Predigt 15. Dezember 2003
Keitumer Predigten Traugott Giesen 14.12.2003
3. Advent
Hüter über Gottes Geheimnisse 1.Korinther 4,1
Was bleibt, stiften die Dichter- hat mal einer gesagt. Gerade heute, am 3.
Advent ließe ich mir gern was Bleibendes sagen, würde auch gern
was Bleibendes weitergeben. Denn wir schwimmen doch alle ziemlich: Was sagen
die Adventslieder noch, was ist das Fest noch, was Familie, was Kirche, was
meine Arbeit, Rente, Krankenkasse? Alles schwimmt, vielleicht auch zu
lebensträchtigeren Ufern.- Was wird, was ankommt, ist offen, letztlich
kommt Gott an bei seiner Menschheit. Aber was heißt das, auch das ist
offen. Gut wenn man ein, zwei Menschen hat, deren Bleiben sicher scheint,
ein, zwei Menschen, die mir helfen, mich verlässlich zu finden. Denn
ich , du, wer wir sind, da schwimmen wir doch auch. Darum sind uns ein, zwei
nahe Menschen wichtig, die uns festigen in unserm Ichsein, weil sie uns kennen,
sie sind die vertrauensbildenden Maßnahmen, wie die Keitumer Kirche
für Auf Sylt Ankommende- aha, wir werden erwartet, es kann auch ein
Hund sein: Aha, der weiß mich. Aber Himmelsbrot ist der Mensch, der
dich liebt, so wie du ihm bist, Und das stabilisiert dich gegen all die Argwohne
und das Ungelöste im Herzen. wer du bist ist ein Geheimnis, ist Gottes
Geheimnis.

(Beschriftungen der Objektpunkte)
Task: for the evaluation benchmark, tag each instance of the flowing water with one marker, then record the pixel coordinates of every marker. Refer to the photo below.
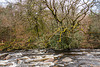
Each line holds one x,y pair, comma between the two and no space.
51,58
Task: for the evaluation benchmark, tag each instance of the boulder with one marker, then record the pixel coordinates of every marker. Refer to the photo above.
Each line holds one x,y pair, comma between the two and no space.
66,59
7,57
2,56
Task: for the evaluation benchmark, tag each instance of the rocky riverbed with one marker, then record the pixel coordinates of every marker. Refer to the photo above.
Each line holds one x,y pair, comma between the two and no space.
51,58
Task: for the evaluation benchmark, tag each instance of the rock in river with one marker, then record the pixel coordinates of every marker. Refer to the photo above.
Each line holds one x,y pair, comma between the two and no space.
2,56
67,59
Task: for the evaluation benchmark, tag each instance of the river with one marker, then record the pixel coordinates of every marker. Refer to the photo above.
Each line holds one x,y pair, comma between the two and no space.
51,58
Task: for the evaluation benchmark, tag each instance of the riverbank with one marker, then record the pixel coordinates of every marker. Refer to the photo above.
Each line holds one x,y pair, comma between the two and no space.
51,58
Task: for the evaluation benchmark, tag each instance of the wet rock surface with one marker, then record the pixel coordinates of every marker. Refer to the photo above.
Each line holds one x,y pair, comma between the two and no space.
51,58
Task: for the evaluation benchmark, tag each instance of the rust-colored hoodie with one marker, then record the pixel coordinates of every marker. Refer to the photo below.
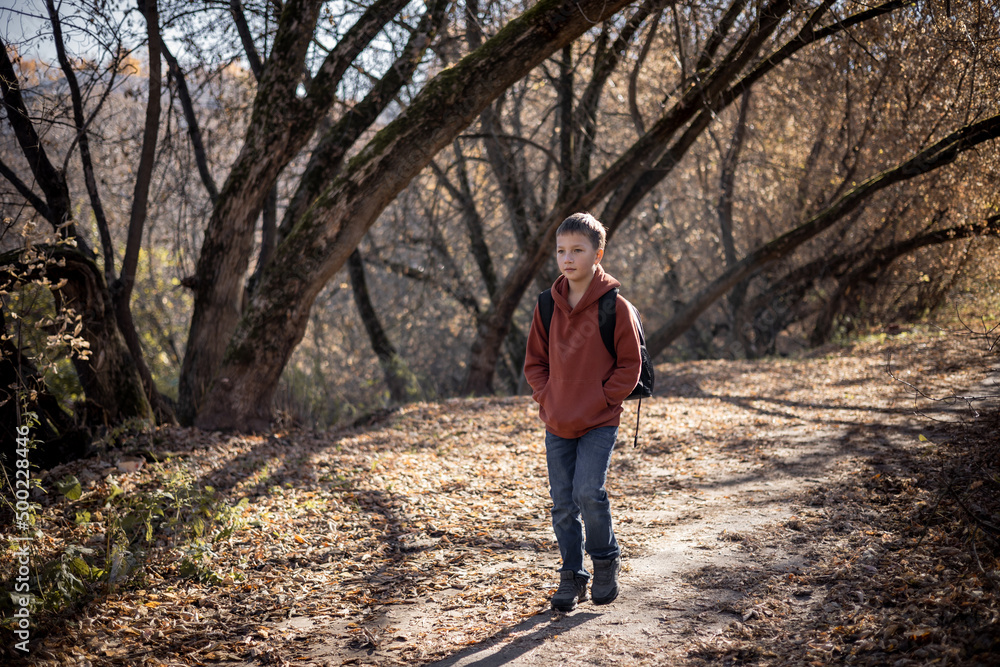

AUFGABE:
Wie geht die Adventspredigt oben nach „ist Gottes Geheimnis.“ weiter? Schreiben Sie die Fortsetzung.

LÖSUNG:
Wie mit Dir umgehen, der du dir selbst Geheimnis bleibst? Dazu ein Gedicht
von Rainer Maria Rilke:
Man muss den Dingen die eigene, stille, ungestörte Entwicklung
lassen, die tief von innen kommt, und durch nichts gedrängt oder
beschleunigt werden kann; alles ist austragen -und dann Gebären...
Reifen wie der Baum, der seine Säfte nicht drängt. Und getrost
in den Stürmen des Frühlings steht, ohne Angst, dass dahinter kein
Sommer kommen könnte. Er kommt doch!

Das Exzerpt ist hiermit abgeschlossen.